*** PAGE TEXT ***

And what about the case when start == Double.NEGATIVE_INFINITY and end == Double.POSITIVE_INFINITY? Here the result is undefined. We don’t know what is bigger - negative infinity or positive infinity. We could speculate that result should be 0. And probably it is up to a designer of the method. I think that in such a case it is better to throw an exception.

And our set of tests is now should have:

@Test(expected = IllegalArgumentException::class)
fun `double start is negative infinity and end is positive infinity then throws exception`() {
	middle(Double.NEGATIVE_INFINITY, Double.POSITIVE_INFINITY)
}

@Test
fun `double start is negative infinity and end is not infinity then negative infinity`() {
	assertEquals(Double.NEGATIVE_INFINITY, middle(Double.NEGATIVE_INFINITY, Double.MAX_VALUE), 1.0e-16)
}

@Test
fun `double start is not infinity and end is positive infinity then positive infinity`() {
	assertEquals(Double.POSITIVE_INFINITY, middle(Double.MIN_VALUE, Double.POSITIVE_INFINITY), 1.0e-16)
}

@Test
fun `double start == end == negative infinity then negative infinity`() {
	assertEquals(Double.NEGATIVE_INFINITY, middle(Double.NEGATIVE_INFINITY, Double.NEGATIVE_INFINITY), 1.0e-16)
}

@Test
fun `double start == end == positive infinity then positive infinity`() {
	assertEquals(Double.POSITIVE_INFINITY, middle(Double.POSITIVE_INFINITY, Double.POSITIVE_INFINITY), 1.0e-16)
}

And our fixed solution for Double now looks like:

fun middle(start: Double, end: Double): Double {
    return when {
        start == Double.NEGATIVE_INFINITY && end == Double.POSITIVE_INFINITY -> throw IllegalArgumentException()
        start > end -> throw IllegalArgumentException()
        start == end -> start
        start < 0 && end > 0 -> (start + end) / 2
        else -> start + (end - start) / 2
    }
}

Double NaN

There is yet another special value in Double - Double.NaN. Here the solution is simple: if either start or end is Double.NaN then we should throw an exception, as we can’t calculate the result.

We add two more test cases:

@Test(expected = IllegalArgumentException::class)
fun `start == NaN then throws exception`() {
	middle(Double.NaN, 1.0)
}

@Test(expected = IllegalArgumentException::class)
fun `end == NaN then throws exception`() {
	middle(1.0, Double.NaN)
}

And adjust our function to handle that:

fun middle(start: Double, end: Double): Double {
    return when {
        start.isNaN() -> throw IllegalArgumentException()
        end.isNaN() -> throw IllegalArgumentException()
        start == Double.NEGATIVE_INFINITY && end == Double.POSITIVE_INFINITY -> throw IllegalArgumentException()

*** End of PAGE TEXT ***

__TASKS TO COMPLETE__
a – Print the part of the midpoint text that runs from "And adjust our" down to "start.isNaN() -> throw IllegalArgumentException()", word for word.
b – Output the stored data entries verbatim, from their first line down to the line containing "rough mask: <svg".
The entries below have no connection to the midpoint text.

*** ENTRIES PROVIDED ***

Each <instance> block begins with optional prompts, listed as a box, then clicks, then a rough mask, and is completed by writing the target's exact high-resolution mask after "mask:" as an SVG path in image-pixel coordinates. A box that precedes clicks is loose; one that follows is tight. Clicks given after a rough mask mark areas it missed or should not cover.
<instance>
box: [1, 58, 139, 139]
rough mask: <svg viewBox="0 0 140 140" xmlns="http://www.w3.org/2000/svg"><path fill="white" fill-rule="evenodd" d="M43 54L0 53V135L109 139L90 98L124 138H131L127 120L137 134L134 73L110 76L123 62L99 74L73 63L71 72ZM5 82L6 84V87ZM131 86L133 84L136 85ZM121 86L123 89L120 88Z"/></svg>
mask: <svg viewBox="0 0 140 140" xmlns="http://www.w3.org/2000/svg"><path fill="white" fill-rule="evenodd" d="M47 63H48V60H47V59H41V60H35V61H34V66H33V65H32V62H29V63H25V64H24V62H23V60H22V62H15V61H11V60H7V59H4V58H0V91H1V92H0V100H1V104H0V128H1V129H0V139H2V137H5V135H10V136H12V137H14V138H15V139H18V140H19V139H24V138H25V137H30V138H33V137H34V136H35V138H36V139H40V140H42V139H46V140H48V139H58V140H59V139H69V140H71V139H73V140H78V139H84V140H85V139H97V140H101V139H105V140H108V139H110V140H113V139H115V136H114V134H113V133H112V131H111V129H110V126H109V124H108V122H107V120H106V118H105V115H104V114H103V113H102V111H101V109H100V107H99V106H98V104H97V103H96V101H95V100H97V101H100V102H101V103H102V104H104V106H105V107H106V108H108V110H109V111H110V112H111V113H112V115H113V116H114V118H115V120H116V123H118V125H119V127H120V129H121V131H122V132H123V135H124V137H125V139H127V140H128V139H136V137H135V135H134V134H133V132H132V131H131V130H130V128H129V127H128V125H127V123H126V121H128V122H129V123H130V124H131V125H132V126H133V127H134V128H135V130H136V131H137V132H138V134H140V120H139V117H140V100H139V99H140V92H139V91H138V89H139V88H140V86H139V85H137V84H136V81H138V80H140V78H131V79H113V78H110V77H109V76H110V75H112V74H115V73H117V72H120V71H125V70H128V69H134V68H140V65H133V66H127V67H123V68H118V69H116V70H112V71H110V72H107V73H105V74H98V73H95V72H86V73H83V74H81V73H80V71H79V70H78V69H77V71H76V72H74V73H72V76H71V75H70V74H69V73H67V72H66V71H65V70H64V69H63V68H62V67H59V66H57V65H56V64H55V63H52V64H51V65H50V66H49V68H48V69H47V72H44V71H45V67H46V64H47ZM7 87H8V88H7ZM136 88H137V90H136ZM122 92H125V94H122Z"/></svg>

*** End of ENTRIES PROVIDED ***

__ANSWER SET__
a –
And adjust our function to handle that:

fun middle(start: Double, end: Double): Double {
    return when {
        start.isNaN() -> throw IllegalArgumentException()

b –
Each <instance> block begins with optional prompts, listed as a box, then clicks, then a rough mask, and is completed by writing the target's exact high-resolution mask after "mask:" as an SVG path in image-pixel coordinates. A box that precedes clicks is loose; one that follows is tight. Clicks given after a rough mask mark areas it missed or should not cover.
<instance>
box: [1, 58, 139, 139]
rough mask: <svg viewBox="0 0 140 140" xmlns="http://www.w3.org/2000/svg"><path fill="white" fill-rule="evenodd" d="M43 54L0 53V135L109 139L90 98L124 138H131L127 120L137 134L134 73L110 76L123 62L99 74L73 63L71 72ZM5 82L6 84V87ZM131 86L133 84L136 85ZM121 86L123 89L120 88Z"/></svg>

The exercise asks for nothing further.